-- begin Data for the task --

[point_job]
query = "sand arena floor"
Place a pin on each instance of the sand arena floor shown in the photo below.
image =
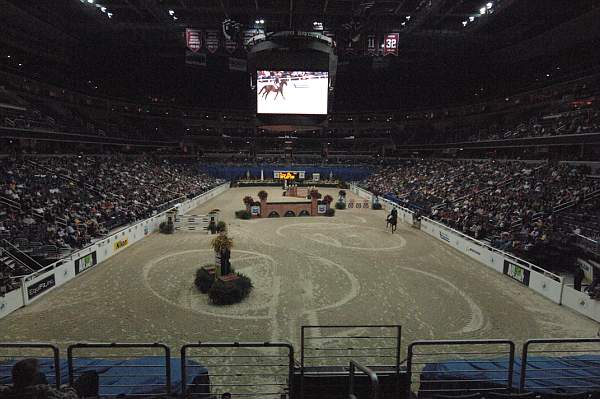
(314, 270)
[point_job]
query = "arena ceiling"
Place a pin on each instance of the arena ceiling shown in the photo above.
(159, 23)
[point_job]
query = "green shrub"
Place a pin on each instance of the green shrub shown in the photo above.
(221, 227)
(204, 280)
(166, 228)
(230, 292)
(243, 214)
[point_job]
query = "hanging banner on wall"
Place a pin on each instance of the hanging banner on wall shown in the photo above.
(371, 45)
(121, 244)
(390, 44)
(517, 272)
(85, 262)
(41, 286)
(212, 40)
(230, 46)
(193, 39)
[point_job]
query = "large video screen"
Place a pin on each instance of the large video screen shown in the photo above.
(292, 92)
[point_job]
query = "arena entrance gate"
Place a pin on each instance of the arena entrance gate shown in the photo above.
(326, 351)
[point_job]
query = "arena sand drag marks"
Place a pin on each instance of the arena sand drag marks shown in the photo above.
(314, 270)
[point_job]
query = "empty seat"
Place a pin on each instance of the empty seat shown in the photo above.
(509, 395)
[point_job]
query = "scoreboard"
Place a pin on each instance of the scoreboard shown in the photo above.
(289, 175)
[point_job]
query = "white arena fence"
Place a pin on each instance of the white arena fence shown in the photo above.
(538, 279)
(192, 223)
(36, 285)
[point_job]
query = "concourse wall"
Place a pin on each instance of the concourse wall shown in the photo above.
(40, 283)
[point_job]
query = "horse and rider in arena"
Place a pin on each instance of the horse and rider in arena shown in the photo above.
(392, 220)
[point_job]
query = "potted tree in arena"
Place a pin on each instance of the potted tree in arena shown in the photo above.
(262, 194)
(248, 201)
(222, 245)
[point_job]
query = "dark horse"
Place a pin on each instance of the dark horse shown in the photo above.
(266, 89)
(392, 220)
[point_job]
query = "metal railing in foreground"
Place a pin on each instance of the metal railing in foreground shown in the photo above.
(46, 354)
(374, 381)
(132, 375)
(576, 355)
(244, 369)
(456, 367)
(327, 349)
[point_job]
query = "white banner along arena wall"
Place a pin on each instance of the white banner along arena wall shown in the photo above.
(38, 284)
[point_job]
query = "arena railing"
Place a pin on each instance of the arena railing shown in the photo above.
(455, 367)
(47, 355)
(374, 381)
(325, 350)
(570, 374)
(244, 369)
(155, 366)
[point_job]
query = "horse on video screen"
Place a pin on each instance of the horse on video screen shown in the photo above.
(266, 89)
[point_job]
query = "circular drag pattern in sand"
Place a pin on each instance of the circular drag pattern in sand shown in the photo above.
(343, 236)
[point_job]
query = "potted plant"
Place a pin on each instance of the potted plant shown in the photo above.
(248, 201)
(262, 194)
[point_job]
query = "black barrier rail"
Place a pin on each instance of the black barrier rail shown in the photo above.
(573, 360)
(329, 348)
(114, 356)
(46, 354)
(495, 357)
(244, 369)
(374, 381)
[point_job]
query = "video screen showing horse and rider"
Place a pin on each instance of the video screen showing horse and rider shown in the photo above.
(292, 92)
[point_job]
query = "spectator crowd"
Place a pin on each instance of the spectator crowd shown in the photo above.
(512, 204)
(59, 204)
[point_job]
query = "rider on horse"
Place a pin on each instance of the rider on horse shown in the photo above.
(392, 219)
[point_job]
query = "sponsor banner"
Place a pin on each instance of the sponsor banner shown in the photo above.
(85, 262)
(193, 40)
(371, 45)
(517, 272)
(230, 46)
(121, 244)
(288, 174)
(195, 59)
(390, 44)
(212, 40)
(238, 64)
(41, 286)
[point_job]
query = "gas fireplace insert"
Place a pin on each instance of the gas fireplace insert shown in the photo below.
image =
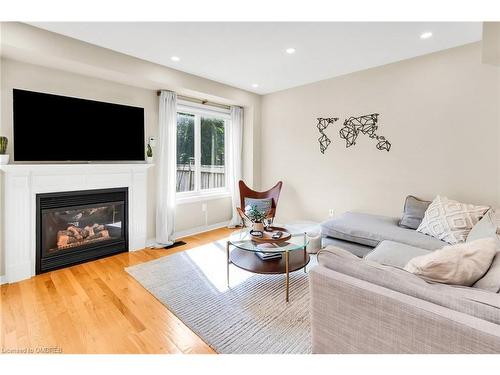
(78, 226)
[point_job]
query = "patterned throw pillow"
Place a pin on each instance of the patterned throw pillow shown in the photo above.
(264, 204)
(449, 220)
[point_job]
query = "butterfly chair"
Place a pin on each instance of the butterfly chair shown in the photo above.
(246, 192)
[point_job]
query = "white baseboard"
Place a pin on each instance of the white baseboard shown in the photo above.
(192, 231)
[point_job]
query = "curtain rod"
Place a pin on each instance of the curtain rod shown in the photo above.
(199, 101)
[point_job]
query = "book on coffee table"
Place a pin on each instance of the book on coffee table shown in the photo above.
(267, 247)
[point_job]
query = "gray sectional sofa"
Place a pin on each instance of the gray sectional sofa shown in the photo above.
(363, 302)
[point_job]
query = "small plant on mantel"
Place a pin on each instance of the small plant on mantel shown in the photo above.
(149, 153)
(4, 158)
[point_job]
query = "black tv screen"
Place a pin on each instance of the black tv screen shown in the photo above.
(57, 128)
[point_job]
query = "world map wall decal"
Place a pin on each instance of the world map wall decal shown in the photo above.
(352, 127)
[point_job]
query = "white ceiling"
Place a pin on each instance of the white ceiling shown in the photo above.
(241, 54)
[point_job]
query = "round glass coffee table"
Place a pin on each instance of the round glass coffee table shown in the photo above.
(243, 255)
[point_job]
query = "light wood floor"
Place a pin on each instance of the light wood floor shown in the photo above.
(96, 307)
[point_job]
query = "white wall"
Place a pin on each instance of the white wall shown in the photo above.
(38, 60)
(439, 111)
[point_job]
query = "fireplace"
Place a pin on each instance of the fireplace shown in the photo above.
(78, 226)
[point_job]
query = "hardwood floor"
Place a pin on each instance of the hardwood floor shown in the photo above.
(96, 307)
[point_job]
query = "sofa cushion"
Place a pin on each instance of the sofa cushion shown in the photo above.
(414, 212)
(449, 220)
(491, 280)
(395, 254)
(476, 302)
(354, 248)
(370, 230)
(461, 264)
(488, 226)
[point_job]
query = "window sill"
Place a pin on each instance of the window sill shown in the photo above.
(202, 197)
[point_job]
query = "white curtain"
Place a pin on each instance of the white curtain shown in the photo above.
(235, 160)
(166, 169)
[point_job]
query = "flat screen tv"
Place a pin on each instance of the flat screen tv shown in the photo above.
(53, 128)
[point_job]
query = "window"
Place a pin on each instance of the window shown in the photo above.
(201, 151)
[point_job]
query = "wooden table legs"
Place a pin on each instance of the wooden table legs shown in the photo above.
(287, 266)
(228, 262)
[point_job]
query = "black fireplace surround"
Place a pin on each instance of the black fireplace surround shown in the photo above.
(77, 226)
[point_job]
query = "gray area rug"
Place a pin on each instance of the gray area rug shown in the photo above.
(249, 318)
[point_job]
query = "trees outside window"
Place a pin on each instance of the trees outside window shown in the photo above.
(201, 154)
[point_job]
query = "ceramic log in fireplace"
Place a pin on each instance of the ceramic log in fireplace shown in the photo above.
(78, 226)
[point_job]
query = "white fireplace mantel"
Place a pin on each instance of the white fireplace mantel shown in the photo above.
(22, 182)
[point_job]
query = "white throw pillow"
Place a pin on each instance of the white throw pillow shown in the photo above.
(449, 220)
(461, 264)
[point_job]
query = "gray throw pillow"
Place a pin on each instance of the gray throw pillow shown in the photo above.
(264, 204)
(414, 212)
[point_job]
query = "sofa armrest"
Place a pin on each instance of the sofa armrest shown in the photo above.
(350, 315)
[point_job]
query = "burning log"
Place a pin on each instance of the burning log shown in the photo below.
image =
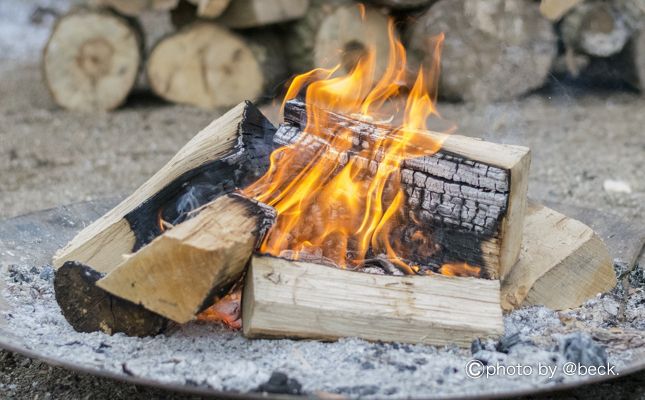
(494, 50)
(469, 197)
(231, 152)
(330, 26)
(562, 264)
(256, 13)
(595, 28)
(181, 273)
(208, 66)
(91, 60)
(303, 300)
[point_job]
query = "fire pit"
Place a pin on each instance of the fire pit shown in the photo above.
(207, 358)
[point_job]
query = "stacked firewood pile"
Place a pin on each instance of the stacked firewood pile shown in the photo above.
(217, 53)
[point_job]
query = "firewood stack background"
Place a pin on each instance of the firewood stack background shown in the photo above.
(216, 53)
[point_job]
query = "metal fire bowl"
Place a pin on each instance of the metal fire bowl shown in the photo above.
(38, 235)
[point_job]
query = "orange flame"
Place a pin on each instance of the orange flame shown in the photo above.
(336, 200)
(459, 269)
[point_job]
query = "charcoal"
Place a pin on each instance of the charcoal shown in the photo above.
(579, 347)
(280, 383)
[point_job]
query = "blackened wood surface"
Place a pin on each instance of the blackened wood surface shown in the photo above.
(459, 203)
(245, 163)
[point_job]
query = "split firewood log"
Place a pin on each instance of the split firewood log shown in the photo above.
(553, 10)
(135, 8)
(257, 13)
(303, 300)
(89, 308)
(334, 32)
(469, 197)
(596, 28)
(493, 49)
(208, 66)
(181, 272)
(210, 8)
(637, 54)
(91, 60)
(231, 152)
(402, 4)
(562, 264)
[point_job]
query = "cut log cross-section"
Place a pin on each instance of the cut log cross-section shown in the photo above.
(302, 300)
(208, 66)
(562, 263)
(234, 150)
(229, 153)
(596, 28)
(91, 60)
(135, 8)
(255, 13)
(469, 198)
(183, 271)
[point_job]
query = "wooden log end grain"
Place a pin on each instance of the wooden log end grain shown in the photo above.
(493, 49)
(92, 60)
(337, 32)
(89, 308)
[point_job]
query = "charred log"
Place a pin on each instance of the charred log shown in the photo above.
(89, 308)
(302, 300)
(182, 272)
(469, 197)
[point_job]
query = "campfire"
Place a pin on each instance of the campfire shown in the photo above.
(351, 218)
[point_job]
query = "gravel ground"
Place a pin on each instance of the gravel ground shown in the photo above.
(579, 139)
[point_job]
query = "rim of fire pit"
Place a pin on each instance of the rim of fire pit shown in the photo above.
(9, 344)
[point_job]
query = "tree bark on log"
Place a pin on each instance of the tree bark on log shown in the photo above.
(470, 197)
(637, 51)
(554, 10)
(229, 153)
(210, 8)
(92, 60)
(309, 301)
(242, 14)
(134, 8)
(181, 272)
(402, 4)
(210, 67)
(596, 28)
(334, 32)
(493, 49)
(563, 263)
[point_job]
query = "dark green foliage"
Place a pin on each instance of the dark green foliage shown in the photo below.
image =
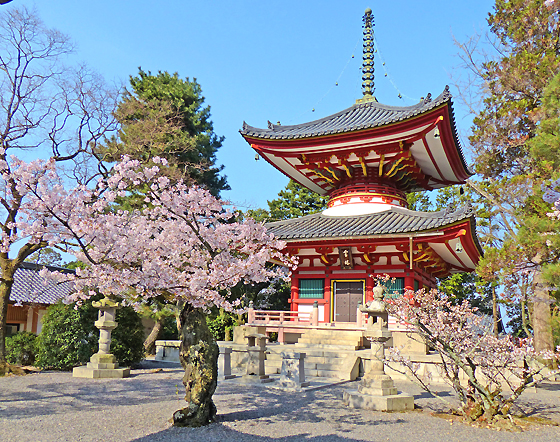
(292, 202)
(69, 338)
(64, 341)
(419, 201)
(169, 330)
(164, 115)
(21, 348)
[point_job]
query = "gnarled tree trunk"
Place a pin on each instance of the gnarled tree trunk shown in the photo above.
(199, 357)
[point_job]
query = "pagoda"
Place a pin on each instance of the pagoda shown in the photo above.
(367, 158)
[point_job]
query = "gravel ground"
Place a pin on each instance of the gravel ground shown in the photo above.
(53, 406)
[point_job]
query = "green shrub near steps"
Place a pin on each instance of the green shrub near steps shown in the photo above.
(69, 337)
(21, 348)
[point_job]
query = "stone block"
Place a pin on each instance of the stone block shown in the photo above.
(409, 343)
(93, 373)
(396, 402)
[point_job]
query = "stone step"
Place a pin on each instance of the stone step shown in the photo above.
(347, 348)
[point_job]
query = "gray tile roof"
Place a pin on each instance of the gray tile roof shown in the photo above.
(394, 221)
(359, 116)
(29, 287)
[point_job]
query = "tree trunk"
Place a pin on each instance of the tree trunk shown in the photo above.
(5, 289)
(150, 342)
(199, 358)
(495, 312)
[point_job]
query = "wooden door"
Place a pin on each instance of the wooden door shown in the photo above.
(347, 295)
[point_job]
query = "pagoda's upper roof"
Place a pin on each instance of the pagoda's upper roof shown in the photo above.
(357, 117)
(410, 148)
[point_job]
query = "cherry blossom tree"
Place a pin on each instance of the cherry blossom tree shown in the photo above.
(47, 108)
(488, 373)
(183, 245)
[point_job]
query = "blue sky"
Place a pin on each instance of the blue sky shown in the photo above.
(277, 61)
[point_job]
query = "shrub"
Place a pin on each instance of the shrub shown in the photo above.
(64, 341)
(221, 325)
(21, 348)
(69, 337)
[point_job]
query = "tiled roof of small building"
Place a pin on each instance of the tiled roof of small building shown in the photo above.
(358, 117)
(29, 287)
(393, 221)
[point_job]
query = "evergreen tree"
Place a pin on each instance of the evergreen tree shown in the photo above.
(164, 115)
(525, 45)
(293, 202)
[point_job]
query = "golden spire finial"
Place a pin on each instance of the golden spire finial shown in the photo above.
(367, 64)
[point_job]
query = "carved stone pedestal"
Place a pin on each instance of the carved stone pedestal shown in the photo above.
(256, 355)
(377, 390)
(292, 375)
(103, 364)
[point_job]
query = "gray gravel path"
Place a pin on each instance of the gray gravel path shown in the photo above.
(54, 406)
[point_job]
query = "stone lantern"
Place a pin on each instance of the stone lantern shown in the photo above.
(103, 364)
(377, 390)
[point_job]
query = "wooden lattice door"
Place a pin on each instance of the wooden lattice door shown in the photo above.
(347, 296)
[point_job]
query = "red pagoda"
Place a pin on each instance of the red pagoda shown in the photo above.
(366, 159)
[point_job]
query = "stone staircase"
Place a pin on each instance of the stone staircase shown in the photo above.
(336, 363)
(339, 339)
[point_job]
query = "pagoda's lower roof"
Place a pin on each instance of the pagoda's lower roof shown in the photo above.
(444, 241)
(395, 220)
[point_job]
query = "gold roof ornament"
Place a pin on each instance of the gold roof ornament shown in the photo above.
(368, 68)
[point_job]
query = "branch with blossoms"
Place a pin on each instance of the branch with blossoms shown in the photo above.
(182, 243)
(466, 347)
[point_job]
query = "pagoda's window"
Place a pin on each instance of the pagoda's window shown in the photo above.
(311, 288)
(395, 287)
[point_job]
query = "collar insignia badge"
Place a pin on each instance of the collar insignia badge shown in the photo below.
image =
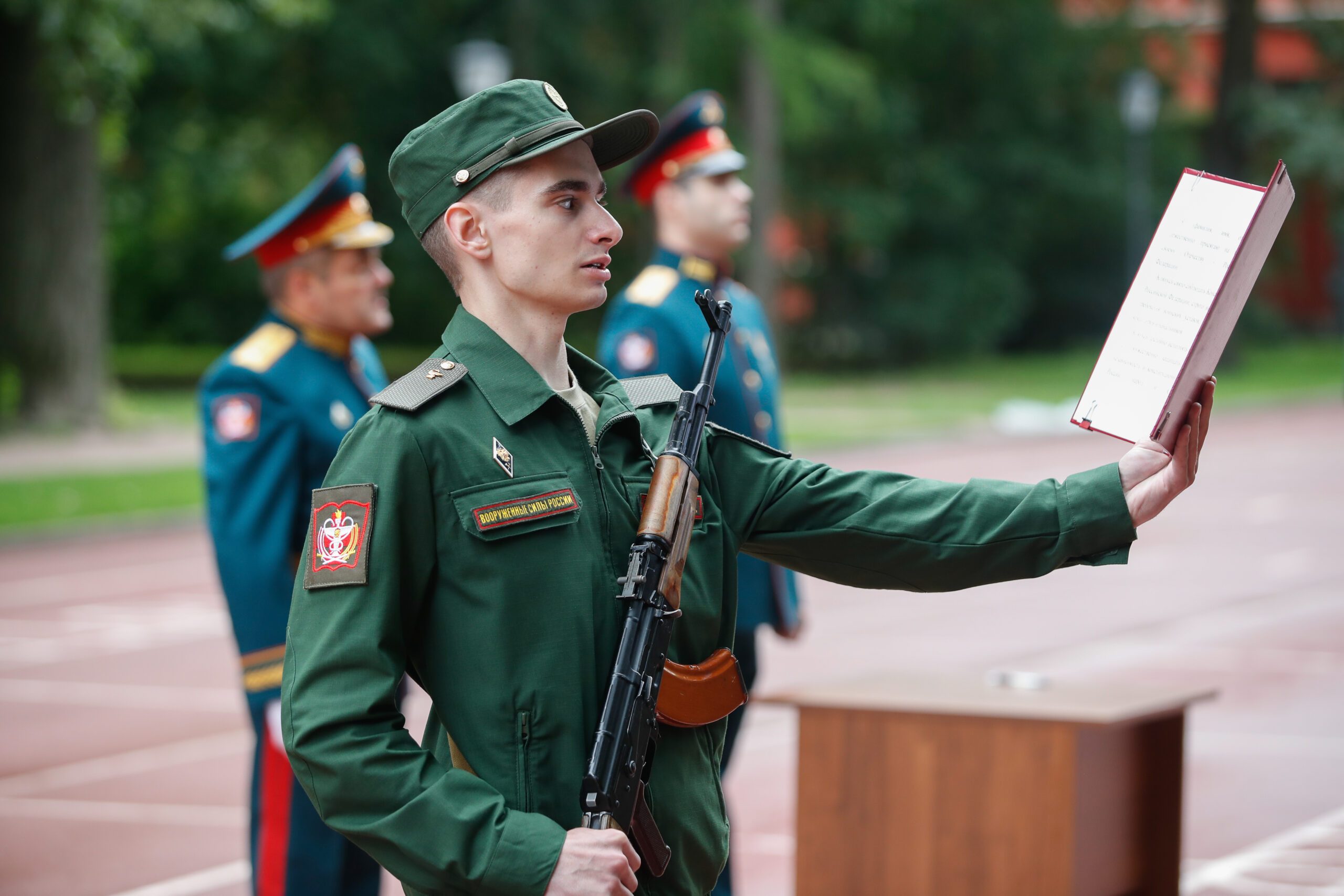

-- end Data for the task --

(Requirements) Return every line of the items above that contains the word "blossoms".

(The output)
query = "branch with blossoms"
Place a pin on each instance of the branch with blossoms shown in the photo above.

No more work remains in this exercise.